RECORDS PROVIDED
╔══

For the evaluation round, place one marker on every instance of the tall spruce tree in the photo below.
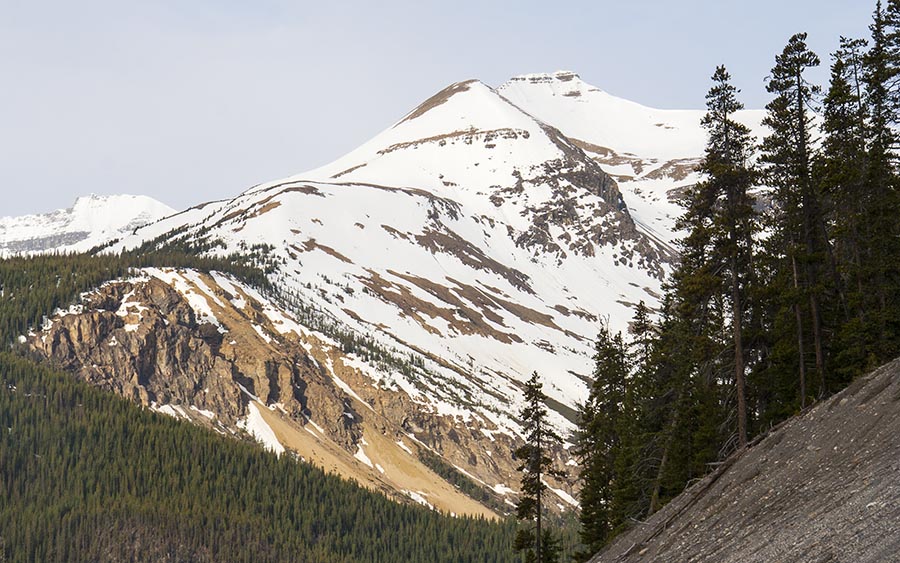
(537, 541)
(599, 441)
(798, 243)
(729, 178)
(882, 215)
(841, 170)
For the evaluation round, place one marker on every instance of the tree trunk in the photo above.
(737, 313)
(799, 334)
(539, 487)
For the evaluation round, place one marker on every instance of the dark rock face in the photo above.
(823, 487)
(142, 339)
(158, 352)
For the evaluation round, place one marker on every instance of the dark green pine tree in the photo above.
(729, 178)
(879, 267)
(599, 442)
(537, 541)
(798, 243)
(841, 170)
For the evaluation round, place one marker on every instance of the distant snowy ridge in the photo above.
(91, 221)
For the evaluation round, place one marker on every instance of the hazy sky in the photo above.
(189, 101)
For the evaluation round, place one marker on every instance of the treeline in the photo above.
(33, 287)
(787, 289)
(88, 476)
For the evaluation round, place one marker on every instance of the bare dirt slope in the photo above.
(823, 487)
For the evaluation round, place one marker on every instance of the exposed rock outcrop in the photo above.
(210, 350)
(822, 487)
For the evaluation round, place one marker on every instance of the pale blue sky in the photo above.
(189, 101)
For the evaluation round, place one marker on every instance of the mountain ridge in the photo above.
(472, 239)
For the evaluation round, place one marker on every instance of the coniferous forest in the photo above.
(787, 288)
(88, 476)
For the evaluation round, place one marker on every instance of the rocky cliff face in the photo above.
(213, 351)
(824, 486)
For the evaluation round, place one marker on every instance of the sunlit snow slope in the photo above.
(652, 153)
(92, 220)
(489, 233)
(470, 234)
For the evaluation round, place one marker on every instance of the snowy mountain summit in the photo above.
(487, 234)
(91, 221)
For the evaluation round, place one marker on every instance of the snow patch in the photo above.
(256, 425)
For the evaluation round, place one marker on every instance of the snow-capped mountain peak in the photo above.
(91, 221)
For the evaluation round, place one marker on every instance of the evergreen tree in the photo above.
(842, 174)
(798, 243)
(734, 222)
(599, 442)
(537, 541)
(879, 268)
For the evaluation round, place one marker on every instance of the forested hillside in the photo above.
(87, 476)
(785, 293)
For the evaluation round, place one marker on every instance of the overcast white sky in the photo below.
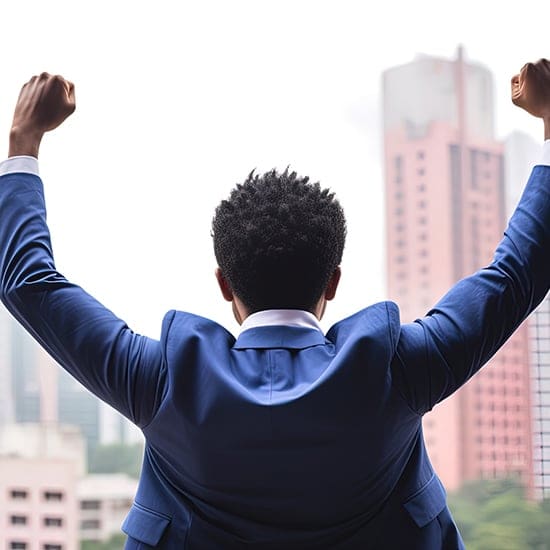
(177, 101)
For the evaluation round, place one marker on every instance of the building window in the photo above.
(90, 524)
(90, 505)
(53, 522)
(18, 520)
(19, 494)
(53, 496)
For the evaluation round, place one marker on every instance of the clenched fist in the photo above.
(531, 91)
(43, 104)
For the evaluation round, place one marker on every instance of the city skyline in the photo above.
(445, 212)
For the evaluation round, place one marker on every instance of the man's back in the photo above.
(283, 438)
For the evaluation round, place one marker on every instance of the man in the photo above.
(284, 437)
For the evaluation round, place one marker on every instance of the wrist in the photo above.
(24, 142)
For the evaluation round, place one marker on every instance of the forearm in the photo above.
(24, 142)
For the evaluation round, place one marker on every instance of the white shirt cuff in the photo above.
(545, 157)
(23, 163)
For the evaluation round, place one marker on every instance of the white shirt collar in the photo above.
(281, 317)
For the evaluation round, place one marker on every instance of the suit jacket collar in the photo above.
(281, 317)
(280, 337)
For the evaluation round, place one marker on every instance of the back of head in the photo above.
(278, 239)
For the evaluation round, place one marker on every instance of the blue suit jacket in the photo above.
(285, 437)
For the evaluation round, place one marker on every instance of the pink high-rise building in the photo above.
(445, 206)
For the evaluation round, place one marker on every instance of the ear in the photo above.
(332, 285)
(225, 288)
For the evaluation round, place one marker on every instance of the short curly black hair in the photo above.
(278, 239)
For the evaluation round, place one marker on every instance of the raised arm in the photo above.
(440, 352)
(94, 345)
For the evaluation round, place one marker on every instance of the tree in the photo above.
(494, 515)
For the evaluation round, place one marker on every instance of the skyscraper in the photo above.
(522, 153)
(445, 212)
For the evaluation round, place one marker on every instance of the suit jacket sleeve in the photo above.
(96, 347)
(440, 352)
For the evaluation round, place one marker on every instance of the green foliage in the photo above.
(495, 515)
(116, 542)
(117, 458)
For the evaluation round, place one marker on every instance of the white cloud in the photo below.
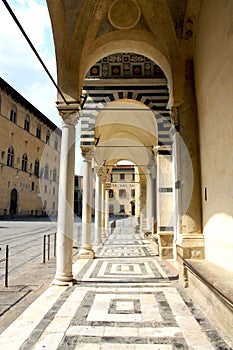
(19, 66)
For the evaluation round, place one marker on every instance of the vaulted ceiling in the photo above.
(87, 30)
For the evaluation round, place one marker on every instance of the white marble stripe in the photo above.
(16, 334)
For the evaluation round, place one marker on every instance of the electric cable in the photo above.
(33, 48)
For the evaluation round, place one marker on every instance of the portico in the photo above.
(144, 76)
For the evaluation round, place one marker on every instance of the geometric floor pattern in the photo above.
(122, 302)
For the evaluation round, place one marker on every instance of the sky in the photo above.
(19, 66)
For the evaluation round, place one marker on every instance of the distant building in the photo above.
(29, 157)
(124, 193)
(78, 188)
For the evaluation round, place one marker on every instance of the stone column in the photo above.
(97, 233)
(103, 203)
(189, 238)
(149, 204)
(65, 220)
(165, 208)
(86, 251)
(107, 188)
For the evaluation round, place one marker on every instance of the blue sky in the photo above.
(18, 64)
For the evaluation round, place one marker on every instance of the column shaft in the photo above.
(65, 204)
(97, 232)
(86, 251)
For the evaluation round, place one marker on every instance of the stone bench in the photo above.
(211, 287)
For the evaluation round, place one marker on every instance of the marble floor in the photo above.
(126, 298)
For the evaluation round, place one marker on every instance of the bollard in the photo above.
(7, 266)
(48, 246)
(55, 244)
(44, 249)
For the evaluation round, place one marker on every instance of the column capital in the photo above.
(70, 113)
(107, 185)
(87, 154)
(175, 115)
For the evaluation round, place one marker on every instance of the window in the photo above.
(47, 137)
(46, 171)
(36, 167)
(56, 144)
(38, 131)
(122, 193)
(27, 123)
(122, 208)
(54, 174)
(13, 114)
(111, 209)
(24, 162)
(10, 157)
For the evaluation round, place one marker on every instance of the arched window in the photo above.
(13, 114)
(122, 193)
(10, 157)
(55, 143)
(38, 131)
(36, 167)
(27, 123)
(54, 174)
(47, 137)
(46, 171)
(24, 162)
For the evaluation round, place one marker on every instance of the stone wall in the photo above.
(214, 86)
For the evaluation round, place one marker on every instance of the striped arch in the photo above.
(154, 96)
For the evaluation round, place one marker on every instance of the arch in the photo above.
(122, 43)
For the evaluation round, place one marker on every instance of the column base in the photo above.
(57, 282)
(86, 253)
(165, 242)
(189, 246)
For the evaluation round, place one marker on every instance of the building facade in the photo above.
(29, 157)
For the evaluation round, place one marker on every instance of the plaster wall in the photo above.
(214, 92)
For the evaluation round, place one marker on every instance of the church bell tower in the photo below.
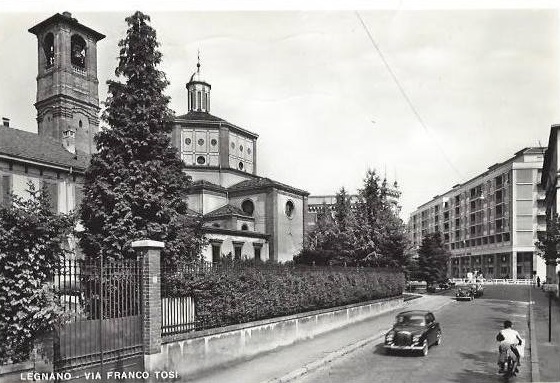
(67, 85)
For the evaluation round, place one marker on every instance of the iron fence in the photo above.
(102, 305)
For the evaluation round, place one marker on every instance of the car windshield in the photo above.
(413, 320)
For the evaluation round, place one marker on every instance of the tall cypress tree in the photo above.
(135, 187)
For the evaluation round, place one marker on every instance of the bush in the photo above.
(244, 292)
(31, 239)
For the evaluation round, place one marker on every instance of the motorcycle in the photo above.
(510, 367)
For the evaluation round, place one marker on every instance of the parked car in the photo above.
(477, 289)
(464, 293)
(447, 284)
(414, 330)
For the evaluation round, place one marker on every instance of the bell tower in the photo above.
(67, 85)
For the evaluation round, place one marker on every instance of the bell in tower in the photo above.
(67, 85)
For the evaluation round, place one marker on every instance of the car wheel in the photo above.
(438, 338)
(425, 348)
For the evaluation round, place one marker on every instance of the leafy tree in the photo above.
(381, 233)
(367, 233)
(32, 242)
(432, 258)
(548, 244)
(135, 187)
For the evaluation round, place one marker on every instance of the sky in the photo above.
(428, 96)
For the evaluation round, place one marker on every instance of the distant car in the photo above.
(464, 293)
(477, 289)
(414, 330)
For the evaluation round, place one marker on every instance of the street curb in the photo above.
(535, 373)
(291, 376)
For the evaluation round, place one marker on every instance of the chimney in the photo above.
(69, 140)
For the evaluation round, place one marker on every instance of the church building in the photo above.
(245, 215)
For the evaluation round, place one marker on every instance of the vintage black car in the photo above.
(414, 330)
(477, 289)
(464, 293)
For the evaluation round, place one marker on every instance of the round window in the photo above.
(289, 209)
(248, 207)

╚══

Please edit the items starting at the line that contains "chimney in the photo above." and ending at the last of the items, replacing "evaluation round" with "test round" and keeping everything else as it is.

EXERCISE SOLUTION
For the test round, place one marker on every instance of the chimney in the photo above.
(69, 140)
For the test round, place one marker on every instance of the church building in the photo above.
(245, 215)
For the test round, place one marker on every instance of the vintage black car in the photo above.
(414, 330)
(477, 289)
(464, 293)
For the test round, place one marker on every instance of the round window in the photo above.
(289, 209)
(248, 207)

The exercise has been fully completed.